§ RAW DATA:
···
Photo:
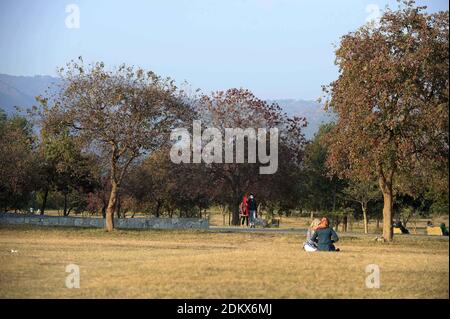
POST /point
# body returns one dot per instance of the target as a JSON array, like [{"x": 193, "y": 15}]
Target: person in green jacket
[{"x": 325, "y": 236}]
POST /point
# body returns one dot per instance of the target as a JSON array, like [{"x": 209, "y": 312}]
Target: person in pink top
[{"x": 244, "y": 210}]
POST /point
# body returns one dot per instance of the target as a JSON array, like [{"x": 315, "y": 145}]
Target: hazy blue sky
[{"x": 278, "y": 49}]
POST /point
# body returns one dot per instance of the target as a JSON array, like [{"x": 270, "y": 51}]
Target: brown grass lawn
[{"x": 202, "y": 264}]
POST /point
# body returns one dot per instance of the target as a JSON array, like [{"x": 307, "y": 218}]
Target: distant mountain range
[{"x": 21, "y": 91}]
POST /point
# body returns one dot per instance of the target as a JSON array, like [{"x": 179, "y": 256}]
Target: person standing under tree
[
  {"x": 243, "y": 207},
  {"x": 252, "y": 208}
]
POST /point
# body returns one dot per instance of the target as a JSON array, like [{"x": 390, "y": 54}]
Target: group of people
[
  {"x": 248, "y": 210},
  {"x": 320, "y": 236}
]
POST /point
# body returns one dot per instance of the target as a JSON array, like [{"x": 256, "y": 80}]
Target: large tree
[
  {"x": 391, "y": 99},
  {"x": 241, "y": 109},
  {"x": 120, "y": 114},
  {"x": 17, "y": 161}
]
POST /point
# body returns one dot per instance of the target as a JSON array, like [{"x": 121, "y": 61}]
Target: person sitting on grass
[
  {"x": 325, "y": 236},
  {"x": 311, "y": 245}
]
···
§ PROBLEM DETAILS: Take the material above and set it down exactly, minus the images.

§ TASK OUTPUT:
Photo:
POST /point
# body returns one dot per instance of the target as a JSON array, like [{"x": 193, "y": 15}]
Target: person in green jacket
[{"x": 325, "y": 236}]
POST /point
# body returns one dot per instance of the target as a JSON array, like [{"x": 209, "y": 312}]
Target: person in pink top
[{"x": 244, "y": 210}]
POST /point
# body returns one dot per instance of the target as a JSON array, like [{"x": 315, "y": 145}]
Target: hazy blue sky
[{"x": 278, "y": 49}]
POST /point
# body returns one dot per instance of the target as a JSON array, like [{"x": 270, "y": 51}]
Target: brown grass lawn
[{"x": 202, "y": 264}]
POST /point
# body returns one dot per instance of the target as a JSON array, like [{"x": 307, "y": 218}]
Target: distant mountain range
[{"x": 21, "y": 91}]
POST /point
# body returns one dot per instance of the target as a JSON array, like [{"x": 179, "y": 256}]
Target: person standing under tree
[
  {"x": 243, "y": 207},
  {"x": 252, "y": 208}
]
POST /point
# body returns one dot per instance of the target as a JSON array, like [{"x": 390, "y": 54}]
Target: group of people
[
  {"x": 248, "y": 210},
  {"x": 320, "y": 236}
]
POST /point
# body returns one dot per instance of the target as a JSON array, like [{"x": 256, "y": 80}]
Target: large tree
[
  {"x": 391, "y": 99},
  {"x": 241, "y": 109},
  {"x": 120, "y": 114},
  {"x": 17, "y": 161}
]
POST /point
# body returns one dot per instance of the target as a JSON array, like [{"x": 121, "y": 61}]
Target: person sitting on grass
[
  {"x": 325, "y": 236},
  {"x": 311, "y": 245}
]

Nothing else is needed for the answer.